» Vorliegender Text:
———

Eine Kernfrage ist, ob Palworld unter Hinzunahme von künstlicher Intelligenz im Design der Monster entstanden ist.

Option 3: 

Darum streitet man sich wahrscheinlich derzeit am meisten. Möglich wäre der Einsatz von AI. Mizobe’s Liebe und Affinität zu AI spräche dafür. Auch weil das Studio bereits ein Spiel mit kompletten AI-Fokus entwickelt hat. Zudem hatte Mizobe bereits sehr konkrete Tweets in der Vergangenheit veröffentlich, die AI in Bezug auf Pokémon-Designs hervorhebt. Hinzu kommt, dass die Pal-Designs sehr inspiriert wirken, aber zusätzlich fast gleiche Farben nutzen. Dazu mitunter gleiche Assets. Die Vermutung liegt tatsächlich nah. In dem Fall hätte Pocketpair nämlich sämtliche Pokémon in die KI einschleusen müssen, damit die künstliche Intelligenz Pals aufgrund dieser Daten erstellen kann. Das Design eines Pokémon ist jedoch geschützt und darf nicht verwendet werden. Bei AI, sofern ein neues Werk daraus entsteht, ist die Lage international undurchsichtig, auch weil die ganze Thematik noch relativ jung ist.

Die Sache mit Steam

Doch ein Punkt spricht derzeit noch gegen Option 3, wobei…eigentlich sogar zwei. Zum einen ist das Spiel auf Steam erschienen. Dort muss jeder Titel, der unter Hinzunahme einer AI entstanden ist, aber auch genau aufschlüsseln, wo und wie AI im Spiel eine Rolle spielt oder gespielt hat. Wäre Palworld also mit Hilfe von künstlicher Intelligenz entstanden, so hätte man es aufzeigen müssen. Was findet sich aber auf Steam?  

Wenn Pocketpai künstliche Intelligenz genutzt hätte, müsste man darüber gegenüber Steam ausführlich Bericht erstatten.

Nichts. Pocketpair hat keinerlei Angaben gemacht. Sind diese Angaben wahrheitsgemäß, dann hat das Studio auch keine künstliche Intelligenz genutzt und die große AI-Anschuldigung wäre haltlos. Doch wenn Pocketpair bewusst dazu keine Angabe gemacht hat, wäre es ein Skandal. Es wäre eine Bereicherung mittels einer bekannten Marke, deren Designs man sich beraubt hätte, um sie mittels künstlicher Intelligenz neu zu verarbeiten. Aber da sind wir momentan im Raum der Spekulationen. Egal wie, wir befinden uns in einer moralischen Debatte. Selbst ohne die Nutzung von AI wäre das sehr offensichtliche Aufgreifen von Pokémon-Designs zur besseren Vermarktung ein Move, den man zurecht kritisieren könnte.

———

» Folgende Daten:
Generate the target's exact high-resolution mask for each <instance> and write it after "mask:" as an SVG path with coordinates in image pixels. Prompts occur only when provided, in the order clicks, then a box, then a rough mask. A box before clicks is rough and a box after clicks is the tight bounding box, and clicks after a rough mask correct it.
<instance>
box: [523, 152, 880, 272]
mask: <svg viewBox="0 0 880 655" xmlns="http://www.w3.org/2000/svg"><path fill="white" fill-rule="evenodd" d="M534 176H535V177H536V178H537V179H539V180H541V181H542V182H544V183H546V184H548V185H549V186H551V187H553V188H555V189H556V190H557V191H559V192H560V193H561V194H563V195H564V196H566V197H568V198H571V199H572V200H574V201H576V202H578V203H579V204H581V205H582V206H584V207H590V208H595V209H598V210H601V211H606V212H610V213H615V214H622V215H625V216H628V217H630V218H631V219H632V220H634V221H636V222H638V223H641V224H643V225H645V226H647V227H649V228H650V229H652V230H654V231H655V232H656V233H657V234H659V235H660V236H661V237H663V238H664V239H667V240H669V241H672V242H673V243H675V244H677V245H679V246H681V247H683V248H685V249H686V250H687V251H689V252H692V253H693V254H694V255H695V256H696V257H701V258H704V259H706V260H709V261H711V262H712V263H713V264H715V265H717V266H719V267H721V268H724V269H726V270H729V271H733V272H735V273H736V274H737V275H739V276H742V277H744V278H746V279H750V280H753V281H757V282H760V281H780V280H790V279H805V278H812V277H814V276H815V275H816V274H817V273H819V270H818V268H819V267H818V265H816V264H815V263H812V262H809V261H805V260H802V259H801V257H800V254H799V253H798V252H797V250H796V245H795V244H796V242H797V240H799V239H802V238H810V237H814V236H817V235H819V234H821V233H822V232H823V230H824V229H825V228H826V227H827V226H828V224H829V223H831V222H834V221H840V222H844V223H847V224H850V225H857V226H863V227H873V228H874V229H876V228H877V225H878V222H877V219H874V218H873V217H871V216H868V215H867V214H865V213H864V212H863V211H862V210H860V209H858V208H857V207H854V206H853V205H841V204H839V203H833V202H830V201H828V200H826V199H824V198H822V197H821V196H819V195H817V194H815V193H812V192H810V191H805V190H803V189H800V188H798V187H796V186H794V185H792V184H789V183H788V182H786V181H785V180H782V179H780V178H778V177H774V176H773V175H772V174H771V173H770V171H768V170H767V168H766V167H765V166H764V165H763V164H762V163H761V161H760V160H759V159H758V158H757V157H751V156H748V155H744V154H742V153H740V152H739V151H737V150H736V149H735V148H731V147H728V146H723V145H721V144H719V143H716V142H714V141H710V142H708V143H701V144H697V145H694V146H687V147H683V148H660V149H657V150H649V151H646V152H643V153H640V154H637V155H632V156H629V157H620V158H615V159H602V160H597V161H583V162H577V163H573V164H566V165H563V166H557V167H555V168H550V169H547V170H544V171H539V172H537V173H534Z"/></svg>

———

» Zu erledigen:
Beantworte anhand des Textes über Palworld diese Fragen:
(a) Was für ein Spiel hat das Studio laut Text bereits entwickelt?
(b) Was muss auf Steam jeder Titel genau aufschlüsseln, der unter Hinzunahme einer AI entstanden ist?
(c) Welche Angaben hat Pocketpair dazu auf Steam gemacht?

» Lösung:
(a) Ein Spiel mit komplettem AI-Fokus.
(b) Wo und wie AI im Spiel eine Rolle spielt oder gespielt hat.
(c) Keinerlei Angaben.